◆ **Exercise prompt**
Please reproduce every one of the records below without any changes.
───── Information supplied
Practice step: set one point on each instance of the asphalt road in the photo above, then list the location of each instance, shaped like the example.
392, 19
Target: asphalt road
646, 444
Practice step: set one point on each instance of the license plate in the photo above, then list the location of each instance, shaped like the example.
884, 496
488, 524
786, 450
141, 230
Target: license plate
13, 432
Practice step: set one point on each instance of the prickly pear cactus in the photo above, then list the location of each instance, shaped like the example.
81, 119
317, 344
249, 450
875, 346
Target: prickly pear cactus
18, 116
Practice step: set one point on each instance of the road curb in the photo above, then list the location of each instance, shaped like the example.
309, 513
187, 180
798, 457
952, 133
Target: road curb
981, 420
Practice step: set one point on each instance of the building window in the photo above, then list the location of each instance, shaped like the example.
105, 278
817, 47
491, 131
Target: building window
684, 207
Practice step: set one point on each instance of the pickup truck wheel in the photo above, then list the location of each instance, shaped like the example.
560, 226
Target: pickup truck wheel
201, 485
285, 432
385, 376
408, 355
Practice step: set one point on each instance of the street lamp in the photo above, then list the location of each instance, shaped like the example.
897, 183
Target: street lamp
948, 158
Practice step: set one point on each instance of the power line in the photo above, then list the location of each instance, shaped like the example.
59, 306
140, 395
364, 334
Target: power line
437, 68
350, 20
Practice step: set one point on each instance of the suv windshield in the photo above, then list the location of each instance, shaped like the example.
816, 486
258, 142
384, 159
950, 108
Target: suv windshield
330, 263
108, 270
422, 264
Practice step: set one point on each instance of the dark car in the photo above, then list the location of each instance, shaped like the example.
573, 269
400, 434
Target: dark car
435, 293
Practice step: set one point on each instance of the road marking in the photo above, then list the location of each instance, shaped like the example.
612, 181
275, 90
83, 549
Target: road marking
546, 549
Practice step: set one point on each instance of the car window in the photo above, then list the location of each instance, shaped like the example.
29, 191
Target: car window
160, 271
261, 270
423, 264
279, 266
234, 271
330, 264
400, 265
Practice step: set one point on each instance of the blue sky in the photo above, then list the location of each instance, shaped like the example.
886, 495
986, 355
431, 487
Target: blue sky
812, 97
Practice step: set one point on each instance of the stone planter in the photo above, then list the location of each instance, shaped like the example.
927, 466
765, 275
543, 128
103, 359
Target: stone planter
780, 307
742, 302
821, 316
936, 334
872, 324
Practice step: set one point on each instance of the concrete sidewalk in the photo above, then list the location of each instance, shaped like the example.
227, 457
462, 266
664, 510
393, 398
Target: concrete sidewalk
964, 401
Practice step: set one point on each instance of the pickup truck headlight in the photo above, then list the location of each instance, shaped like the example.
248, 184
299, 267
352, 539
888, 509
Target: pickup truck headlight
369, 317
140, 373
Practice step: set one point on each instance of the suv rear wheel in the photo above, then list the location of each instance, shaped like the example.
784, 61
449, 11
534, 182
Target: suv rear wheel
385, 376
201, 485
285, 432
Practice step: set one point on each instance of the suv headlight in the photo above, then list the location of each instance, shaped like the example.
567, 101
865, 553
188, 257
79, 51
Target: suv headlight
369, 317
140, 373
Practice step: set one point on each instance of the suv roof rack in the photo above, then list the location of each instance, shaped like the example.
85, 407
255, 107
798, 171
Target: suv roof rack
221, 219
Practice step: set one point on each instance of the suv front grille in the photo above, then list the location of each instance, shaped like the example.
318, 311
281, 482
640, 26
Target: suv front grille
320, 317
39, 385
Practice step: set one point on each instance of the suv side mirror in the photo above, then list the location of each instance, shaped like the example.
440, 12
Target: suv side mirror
──────────
◆ **Solution to the exercise**
Practice step: set one point on each instance of the asphalt road in the photo above, then list the location of each instance, shaped like the example.
392, 19
Target: asphalt road
646, 444
Practice step: set one point on each instance of the license plate in the photo above, then list the location of each instance, shaped like the example.
884, 496
488, 524
786, 450
141, 230
Target: license plate
13, 432
Practice step: set one point on each instance of the prickly pear cactus in the photo above, then list the location of each instance, shaped like the example.
81, 119
317, 344
249, 450
875, 346
Target: prickly pear cactus
18, 116
Practice step: set one point on each instance of the road curb in the photo above, then list the location of each instance, shaped like the example.
309, 513
187, 180
798, 457
952, 133
Target: road curb
981, 420
Practice step: set one point on each instance of the building window in the photo above, then list the location of each instance, shaped like the example.
105, 278
817, 47
491, 131
Target: building window
684, 207
Practice step: set one point on each instance of the pickup truck wheel in the photo above, then list the location of each instance, shaped like the example.
560, 226
Target: pickup truck wheel
201, 485
285, 432
385, 376
408, 355
Practice step: set one point on each instance of the street lamp in the photo above, then list the location of each instance, shaped like the example.
897, 183
Target: street lamp
948, 158
Practice step: set one point on each instance of the power line in the photo above, then list the location of each instance, shaped like the example.
59, 306
140, 395
364, 334
Target: power line
437, 68
350, 20
Practice step: set one point on each instance of the suv windshield in the photo above, then list the location of each instance, shaped like the example.
816, 486
258, 142
384, 159
950, 108
Target: suv windshield
330, 263
108, 270
422, 264
Practice step: set one point on each instance of the dark car in the photo above, then list the location of each instance, shaped like the example.
573, 269
400, 434
Target: dark car
435, 293
Practice step: set one point on each instance of the road marking in the photo above, then list the location of each instance, shaped like the example.
612, 181
275, 90
83, 549
Target: road marking
546, 549
Practice step: set one point on each instance of the car window in the photo above, then list the location of each instance, shaped like the example.
29, 191
Target: car window
160, 271
261, 270
423, 264
279, 266
234, 271
330, 264
400, 265
Practice step: set one point on each instance of the blue sky in the photo above, then list the location of each instance, shaped like the example.
886, 495
986, 355
431, 487
Target: blue sky
812, 97
Practice step: set one point on each instance of the stone planter in the photo above, then list the location of each instance, shaped like the example.
927, 466
765, 275
543, 128
103, 359
Target: stone planter
780, 307
742, 302
821, 316
936, 334
872, 324
Practice step: set one point on each instance of the concrete sidewalk in the photo above, then list the location of each instance, shaped like the example.
227, 457
462, 266
664, 510
393, 398
Target: concrete sidewalk
964, 401
Practice step: set one point on each instance of the pickup truck headlight in the photo above, then list the location of each instance, shaped like the example.
248, 184
299, 267
352, 539
888, 509
Target: pickup truck headlight
369, 317
140, 373
Practice step: set one point on each instance of the suv rear wheel in the photo above, then list the location of each instance, shaped like the example.
784, 61
449, 11
534, 182
Target: suv rear wheel
385, 376
201, 485
285, 432
Practice step: set one point on each instance of the suv headlight in the photo above, then list the location of each instance, shaped like the example.
567, 101
865, 553
188, 257
79, 51
Target: suv headlight
369, 317
140, 373
Practice step: set one point on each instance of the suv roof rack in the photo above, then list the location of each instance, shaped like the example.
85, 407
255, 107
798, 171
Target: suv roof rack
221, 219
Practice step: set one point on each instance of the suv front grille in the photo above, then list the location of each instance, shaped like the example.
318, 311
281, 482
640, 26
Target: suv front grille
320, 317
39, 385
Practice step: set one point on each instance of the suv side mirror in the photo above, then list the location of each instance, shaped like the example.
440, 12
Target: suv side mirror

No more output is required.